SET TASK => Could you change "tight" to "close-fitting" everywhere it occurs in the entries below and write the lines out again with nothing else altered?

MATERIAL SUPPLIED =>
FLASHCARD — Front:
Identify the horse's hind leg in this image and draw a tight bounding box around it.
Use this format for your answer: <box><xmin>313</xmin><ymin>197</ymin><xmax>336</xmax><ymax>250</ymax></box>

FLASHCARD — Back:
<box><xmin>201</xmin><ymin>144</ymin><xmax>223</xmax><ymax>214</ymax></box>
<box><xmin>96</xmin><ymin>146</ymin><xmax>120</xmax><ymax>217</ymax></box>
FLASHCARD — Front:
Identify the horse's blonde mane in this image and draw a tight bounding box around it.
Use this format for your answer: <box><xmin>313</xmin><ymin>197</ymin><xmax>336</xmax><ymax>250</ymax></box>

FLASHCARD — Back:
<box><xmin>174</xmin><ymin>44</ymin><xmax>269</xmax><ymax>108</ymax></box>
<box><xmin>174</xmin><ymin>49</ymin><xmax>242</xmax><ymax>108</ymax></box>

TASK RESPONSE =>
FLASHCARD — Front:
Identify the horse's hind leg in this image and draw a close-fitting bounding box around it.
Use this format for your answer: <box><xmin>313</xmin><ymin>197</ymin><xmax>336</xmax><ymax>250</ymax></box>

FLASHCARD — Back:
<box><xmin>201</xmin><ymin>144</ymin><xmax>223</xmax><ymax>214</ymax></box>
<box><xmin>96</xmin><ymin>146</ymin><xmax>120</xmax><ymax>217</ymax></box>
FLASHCARD — Front:
Identify the horse's blonde mane in this image and draw a close-fitting bounding box around it.
Use this format for your answer: <box><xmin>313</xmin><ymin>197</ymin><xmax>336</xmax><ymax>250</ymax></box>

FLASHCARD — Back:
<box><xmin>174</xmin><ymin>44</ymin><xmax>269</xmax><ymax>108</ymax></box>
<box><xmin>174</xmin><ymin>49</ymin><xmax>242</xmax><ymax>108</ymax></box>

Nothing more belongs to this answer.